* [Exercise requirements] Reproduce every one of the lines below verbatim, changing nothing.

----------------

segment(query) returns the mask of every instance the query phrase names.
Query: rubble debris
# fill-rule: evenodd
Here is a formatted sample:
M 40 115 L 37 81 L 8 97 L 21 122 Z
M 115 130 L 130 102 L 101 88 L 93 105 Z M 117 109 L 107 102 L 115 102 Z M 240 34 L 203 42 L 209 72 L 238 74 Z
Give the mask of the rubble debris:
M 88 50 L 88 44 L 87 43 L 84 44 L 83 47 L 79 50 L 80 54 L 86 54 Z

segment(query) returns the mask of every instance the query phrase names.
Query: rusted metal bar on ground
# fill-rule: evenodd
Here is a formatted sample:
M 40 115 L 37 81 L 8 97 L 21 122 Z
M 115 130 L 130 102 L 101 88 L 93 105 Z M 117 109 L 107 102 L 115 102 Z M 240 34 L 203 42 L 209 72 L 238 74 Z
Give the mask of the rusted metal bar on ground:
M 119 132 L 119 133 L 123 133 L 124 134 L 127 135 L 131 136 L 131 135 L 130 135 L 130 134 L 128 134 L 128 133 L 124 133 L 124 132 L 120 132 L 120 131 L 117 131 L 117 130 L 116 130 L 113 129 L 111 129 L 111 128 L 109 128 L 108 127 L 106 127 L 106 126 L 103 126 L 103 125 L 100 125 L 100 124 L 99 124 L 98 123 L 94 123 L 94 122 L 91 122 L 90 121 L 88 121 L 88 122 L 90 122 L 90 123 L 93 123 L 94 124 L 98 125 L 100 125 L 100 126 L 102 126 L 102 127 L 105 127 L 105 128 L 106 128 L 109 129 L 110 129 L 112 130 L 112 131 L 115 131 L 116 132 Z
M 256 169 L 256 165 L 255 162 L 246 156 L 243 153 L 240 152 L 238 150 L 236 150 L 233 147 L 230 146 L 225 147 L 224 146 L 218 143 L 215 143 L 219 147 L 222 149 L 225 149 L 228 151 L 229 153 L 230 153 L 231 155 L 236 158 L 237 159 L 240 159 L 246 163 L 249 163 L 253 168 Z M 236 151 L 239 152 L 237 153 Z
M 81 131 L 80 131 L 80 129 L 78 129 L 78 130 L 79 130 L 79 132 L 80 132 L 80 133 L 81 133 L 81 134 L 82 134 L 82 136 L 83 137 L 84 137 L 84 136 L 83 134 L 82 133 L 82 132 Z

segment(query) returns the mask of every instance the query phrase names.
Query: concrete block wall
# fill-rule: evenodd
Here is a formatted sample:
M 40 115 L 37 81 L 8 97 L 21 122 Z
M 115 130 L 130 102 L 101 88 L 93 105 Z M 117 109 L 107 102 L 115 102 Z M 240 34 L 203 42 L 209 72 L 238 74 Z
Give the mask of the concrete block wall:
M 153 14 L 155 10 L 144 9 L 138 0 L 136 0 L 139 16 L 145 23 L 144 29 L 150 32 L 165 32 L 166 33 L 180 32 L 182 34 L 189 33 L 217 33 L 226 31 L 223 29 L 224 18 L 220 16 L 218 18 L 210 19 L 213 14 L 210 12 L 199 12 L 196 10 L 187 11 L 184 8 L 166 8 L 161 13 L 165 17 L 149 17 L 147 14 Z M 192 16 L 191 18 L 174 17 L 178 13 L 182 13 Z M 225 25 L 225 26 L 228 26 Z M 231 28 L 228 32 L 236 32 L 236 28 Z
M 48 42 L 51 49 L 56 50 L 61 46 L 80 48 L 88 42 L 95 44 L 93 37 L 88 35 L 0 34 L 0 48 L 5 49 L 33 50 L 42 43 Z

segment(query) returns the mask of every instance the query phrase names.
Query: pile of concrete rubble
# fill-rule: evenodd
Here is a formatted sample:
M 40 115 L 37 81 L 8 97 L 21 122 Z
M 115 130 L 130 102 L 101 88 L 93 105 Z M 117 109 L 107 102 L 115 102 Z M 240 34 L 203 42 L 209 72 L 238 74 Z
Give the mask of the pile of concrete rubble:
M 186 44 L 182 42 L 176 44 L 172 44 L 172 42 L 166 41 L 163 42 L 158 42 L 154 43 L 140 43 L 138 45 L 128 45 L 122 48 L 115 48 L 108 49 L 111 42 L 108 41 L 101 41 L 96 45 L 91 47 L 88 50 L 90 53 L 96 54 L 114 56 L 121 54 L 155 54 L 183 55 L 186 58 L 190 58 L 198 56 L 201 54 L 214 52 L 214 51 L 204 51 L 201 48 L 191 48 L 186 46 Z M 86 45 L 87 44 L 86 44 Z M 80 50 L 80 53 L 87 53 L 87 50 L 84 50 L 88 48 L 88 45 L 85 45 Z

----------------

* [The reply]
segment(query) returns the mask of every instance the query phrase names.
Query: rubble debris
# fill-rule: evenodd
Here is a formatted sample:
M 40 115 L 37 81 L 8 97 L 21 122 Z
M 115 130 L 130 102 L 101 88 L 93 105 Z M 117 109 L 107 102 L 115 102 Z M 240 34 L 203 42 L 209 72 L 238 74 Z
Give the mask of the rubble debris:
M 88 50 L 88 44 L 87 43 L 84 44 L 83 47 L 79 50 L 80 54 L 86 54 Z

segment(query) returns the mask of every instance the query phrase names.
Query: rusted metal bar on ground
# fill-rule: evenodd
Here is a formatted sample:
M 40 115 L 37 81 L 8 97 L 21 122 Z
M 115 130 L 130 102 L 101 88 L 93 105 Z M 117 109 L 107 102 L 115 102 Z M 240 34 L 203 42 L 209 72 L 238 74 Z
Give the mask of the rusted metal bar on ground:
M 119 132 L 119 133 L 123 133 L 124 134 L 127 135 L 131 136 L 131 135 L 130 135 L 130 134 L 128 134 L 128 133 L 124 133 L 124 132 L 120 132 L 120 131 L 117 131 L 117 130 L 116 130 L 113 129 L 111 129 L 111 128 L 109 128 L 108 127 L 106 127 L 106 126 L 103 126 L 103 125 L 100 125 L 100 124 L 99 124 L 98 123 L 94 123 L 94 122 L 91 122 L 90 121 L 88 121 L 88 122 L 90 122 L 90 123 L 93 123 L 94 124 L 98 125 L 100 125 L 100 126 L 102 126 L 102 127 L 105 127 L 105 128 L 106 128 L 109 129 L 110 129 L 112 130 L 112 131 L 115 131 L 116 132 Z
M 256 169 L 256 165 L 255 162 L 246 156 L 243 153 L 240 152 L 238 150 L 236 150 L 233 147 L 230 146 L 225 147 L 224 146 L 218 143 L 215 143 L 219 147 L 222 149 L 225 149 L 228 151 L 229 153 L 230 153 L 231 155 L 236 158 L 237 159 L 240 159 L 246 163 L 249 163 L 253 168 Z M 236 151 L 239 152 L 237 153 Z
M 81 131 L 80 131 L 80 129 L 78 129 L 78 130 L 79 130 L 79 132 L 80 132 L 80 133 L 81 133 L 81 134 L 82 134 L 82 136 L 83 137 L 84 137 L 84 136 L 83 134 L 82 133 L 82 132 Z

segment(query) returns the mask of every instance the query phrase names.
Query: concrete block wall
# fill-rule: evenodd
Here is a formatted sample:
M 40 115 L 37 81 L 8 97 L 21 122 Z
M 115 130 L 130 102 L 101 88 L 93 105 Z M 117 109 L 107 102 L 115 102 Z M 240 34 L 203 42 L 209 72 L 238 74 Z
Give the mask of the concrete block wall:
M 153 14 L 155 10 L 144 9 L 138 0 L 136 0 L 139 16 L 145 23 L 144 29 L 150 32 L 165 32 L 166 33 L 180 32 L 182 34 L 189 33 L 217 33 L 226 31 L 223 29 L 224 18 L 220 16 L 218 18 L 210 19 L 213 14 L 210 12 L 199 12 L 196 10 L 187 11 L 184 8 L 166 8 L 161 13 L 165 17 L 149 17 L 147 14 Z M 192 16 L 191 18 L 174 17 L 178 13 L 182 13 Z M 225 25 L 225 26 L 228 26 Z M 231 28 L 228 32 L 236 32 L 236 28 Z
M 48 42 L 51 49 L 56 50 L 61 46 L 80 48 L 88 42 L 95 44 L 93 37 L 88 35 L 0 34 L 0 48 L 5 49 L 33 50 L 42 43 Z

segment(query) returns the mask of every instance the query phrase names.
Query: pile of concrete rubble
# fill-rule: evenodd
Here is a formatted sample:
M 40 115 L 37 81 L 8 97 L 21 122 Z
M 115 130 L 130 102 L 101 88 L 93 105 Z M 117 109 L 107 102 L 115 102 Z M 240 34 L 203 42 L 209 72 L 238 74 Z
Give the mask of the pile of concrete rubble:
M 186 44 L 182 42 L 176 44 L 172 44 L 172 42 L 166 41 L 163 42 L 158 42 L 154 43 L 140 43 L 138 45 L 128 45 L 122 48 L 115 48 L 108 49 L 111 42 L 108 41 L 101 41 L 96 45 L 91 47 L 88 50 L 90 53 L 96 54 L 114 56 L 121 54 L 155 54 L 183 55 L 186 58 L 190 58 L 198 56 L 201 54 L 214 52 L 214 51 L 204 51 L 201 48 L 191 48 L 186 46 Z M 86 45 L 87 44 L 86 44 Z M 80 50 L 80 53 L 87 53 L 87 50 L 84 50 L 88 48 L 88 45 L 85 45 Z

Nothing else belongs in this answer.